Given instruction A: Count the lines in the entries that contain the word "white", and reply with that number alone.

Document passage:
§

HMS Star (1896)

HMS Star (1896) was a C class destroyer that was part of the Shetlands Patrol at the start of the First World War, served with the Cromarty Patrol from 1915-1917 and then with the Seventh Destroyer Flotilla on the Humber in 1918.

The Palmer 30-knotters shared the same basic layout with the other ships of this type. They had a turtleback foredeck, with a conning toward at its rear. The bridge and 12-pounder gun platform were above the conning tower. Two 6-pounders were mounted on either side of the conning tower, two along the sides of the ship and one at the stern.

The Palmer ships had four boilers feeding three funnels. Their machinery was considered to be the best of the 30-knotters by the engineering officers. The crew accommodation was also highly rated, and in 1900 John de Robeck, command of the Mediterranean destroyer force, recommended that all future destroyers follow that pattern or that of the Hawthorn Leslie boats.

Pre War Service

The Star was ordered on 23 December 1895, alongside the Whiting. The Star was laid down on 23 March 1896

HMS Star at sea
HMS Star at sea

The Star was launched on Tuesday 11 August 1896 at Palmer’s yard. She was named by Mrs Cleveland, the wife of Admiral Cleveland, one of the director’s of Palmer’s, in front of a sizable audience.

At the end of March 1897 a navigating party was sent Portsmouth to Jarrow to collect the Star. Her official steam trials were to begin on Monday 5 April.

The high speed trial on 5 April had to be abandoned after she developed a slight problem with her machinery. Before the trial had to be abandoned, she covered one knot in 1m 54sec, a speed of 31.5 knots.

During her high speed trials in 1897 the Star reached a speed of 31.05 knots over three hours of continuous steaming, making her the faster ship then afloat. However the trials didn’t go without problems. On Thursday 29 April 1897 her starboard low pressure engine broke down, allowing hot steam to get into the engine room. Four of her crew (John Bingham, John Wilson, William Earl and John Jeffreys) were burnt, but not as badly as at first appeared. All four were from the crew provided by Palmers. A court of enquiry was held on Friday 30 April 1897 and a fault with bolt heads on the cylinder was blamed. 

The Star underwent extensive repairs to her engines, and then resumed her trials in late December 1897, carrying out a satisfactory trial on 22 December.

The Star was commissioned at Portsmouth on Thursday 3 November 1898.

One criticism of the early destroyers was the position of the Captain’s cabin right at the stern, where it was difficult to reach while at sea. A tragic event on the Star at some point on 31 December 1898-1 January 1899 suggests that they weren’t used much in port either. At some point between last being seen at around 4pm on Saturday 31 December and 11.30am on Sunday 1 January First Class Petty Officer Robert Bowman shot himself in the Captain’s Cabin, probably at around 7pm on 31 December. He wasn’t missed until the following morning, and his body was found when Gunner Collins went to the Captain’s cabin.

§

Entries supplied:
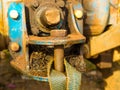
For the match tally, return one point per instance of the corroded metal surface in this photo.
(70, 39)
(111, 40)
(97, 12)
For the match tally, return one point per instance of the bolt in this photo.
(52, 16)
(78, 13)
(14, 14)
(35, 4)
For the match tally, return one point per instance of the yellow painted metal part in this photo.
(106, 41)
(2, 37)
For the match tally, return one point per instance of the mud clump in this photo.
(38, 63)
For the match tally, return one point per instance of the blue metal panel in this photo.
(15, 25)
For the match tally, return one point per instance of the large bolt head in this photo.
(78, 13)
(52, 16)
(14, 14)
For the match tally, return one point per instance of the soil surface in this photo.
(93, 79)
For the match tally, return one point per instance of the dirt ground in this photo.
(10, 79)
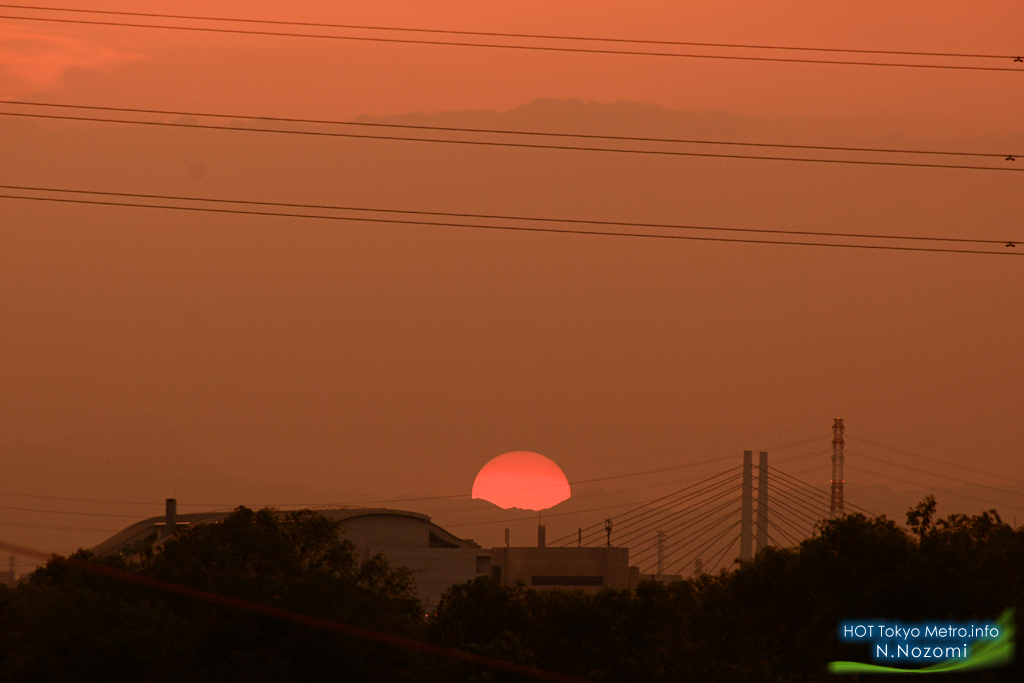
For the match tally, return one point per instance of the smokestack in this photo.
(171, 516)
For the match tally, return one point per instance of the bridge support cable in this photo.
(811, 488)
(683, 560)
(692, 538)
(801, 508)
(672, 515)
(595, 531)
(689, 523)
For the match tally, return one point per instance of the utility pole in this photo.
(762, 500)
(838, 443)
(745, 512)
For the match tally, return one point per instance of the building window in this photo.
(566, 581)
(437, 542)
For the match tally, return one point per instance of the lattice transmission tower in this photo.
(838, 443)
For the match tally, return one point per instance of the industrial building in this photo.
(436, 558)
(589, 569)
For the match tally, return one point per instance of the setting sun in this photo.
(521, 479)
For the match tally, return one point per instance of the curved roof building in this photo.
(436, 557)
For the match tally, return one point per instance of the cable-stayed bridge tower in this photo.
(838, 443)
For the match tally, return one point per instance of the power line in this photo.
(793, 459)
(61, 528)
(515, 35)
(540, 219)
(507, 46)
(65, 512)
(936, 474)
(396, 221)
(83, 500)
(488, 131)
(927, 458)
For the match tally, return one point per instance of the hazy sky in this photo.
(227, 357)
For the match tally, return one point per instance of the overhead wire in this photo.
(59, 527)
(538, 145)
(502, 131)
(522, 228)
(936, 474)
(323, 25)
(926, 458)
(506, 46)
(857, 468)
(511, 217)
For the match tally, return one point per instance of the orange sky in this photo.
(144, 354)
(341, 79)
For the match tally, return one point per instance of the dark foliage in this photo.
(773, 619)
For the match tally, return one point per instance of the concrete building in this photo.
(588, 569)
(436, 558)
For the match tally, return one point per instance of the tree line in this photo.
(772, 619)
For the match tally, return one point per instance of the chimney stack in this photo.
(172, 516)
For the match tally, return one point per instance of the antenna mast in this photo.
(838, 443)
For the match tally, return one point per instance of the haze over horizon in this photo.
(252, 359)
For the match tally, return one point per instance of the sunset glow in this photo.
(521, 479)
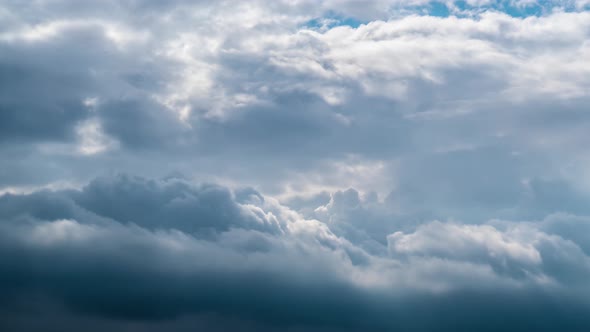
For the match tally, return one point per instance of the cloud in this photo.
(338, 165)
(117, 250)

§

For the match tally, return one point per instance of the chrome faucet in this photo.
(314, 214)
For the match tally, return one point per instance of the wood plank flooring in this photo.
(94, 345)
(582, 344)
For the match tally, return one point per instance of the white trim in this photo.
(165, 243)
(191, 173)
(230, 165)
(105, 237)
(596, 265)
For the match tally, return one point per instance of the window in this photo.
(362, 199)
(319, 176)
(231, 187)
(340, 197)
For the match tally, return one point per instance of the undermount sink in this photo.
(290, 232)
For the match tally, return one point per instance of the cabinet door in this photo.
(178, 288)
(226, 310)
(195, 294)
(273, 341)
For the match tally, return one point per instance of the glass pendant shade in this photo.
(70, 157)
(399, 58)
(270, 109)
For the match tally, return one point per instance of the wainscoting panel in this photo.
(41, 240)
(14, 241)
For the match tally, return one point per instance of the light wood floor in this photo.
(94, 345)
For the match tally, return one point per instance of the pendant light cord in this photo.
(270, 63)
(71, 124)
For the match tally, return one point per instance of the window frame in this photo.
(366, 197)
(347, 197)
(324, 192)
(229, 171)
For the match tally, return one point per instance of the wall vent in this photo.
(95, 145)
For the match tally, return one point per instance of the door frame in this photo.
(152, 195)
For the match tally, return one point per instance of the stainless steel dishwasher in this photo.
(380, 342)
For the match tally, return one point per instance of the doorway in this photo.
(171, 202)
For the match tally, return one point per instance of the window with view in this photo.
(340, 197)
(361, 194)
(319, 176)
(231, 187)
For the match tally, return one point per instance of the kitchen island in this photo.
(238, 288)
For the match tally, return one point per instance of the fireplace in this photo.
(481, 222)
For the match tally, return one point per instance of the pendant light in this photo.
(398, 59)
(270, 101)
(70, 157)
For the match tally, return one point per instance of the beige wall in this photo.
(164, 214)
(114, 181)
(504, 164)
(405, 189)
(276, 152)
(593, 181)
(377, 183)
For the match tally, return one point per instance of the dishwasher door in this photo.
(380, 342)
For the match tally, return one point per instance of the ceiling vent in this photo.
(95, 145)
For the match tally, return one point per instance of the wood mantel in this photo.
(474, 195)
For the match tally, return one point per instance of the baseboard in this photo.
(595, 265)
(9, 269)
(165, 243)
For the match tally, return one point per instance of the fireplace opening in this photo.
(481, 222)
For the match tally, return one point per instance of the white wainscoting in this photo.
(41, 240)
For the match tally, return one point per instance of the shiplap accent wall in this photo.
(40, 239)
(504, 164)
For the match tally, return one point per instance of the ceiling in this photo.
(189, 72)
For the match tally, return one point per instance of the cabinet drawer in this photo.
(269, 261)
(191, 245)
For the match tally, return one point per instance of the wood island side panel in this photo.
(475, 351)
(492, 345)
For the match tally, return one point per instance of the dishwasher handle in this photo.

§

Given instruction B: According to the text on HMS Star, on what date was the ship commissioned at Portsmouth?

Problem solution A: 2

Problem solution B: Thursday 3 November 1898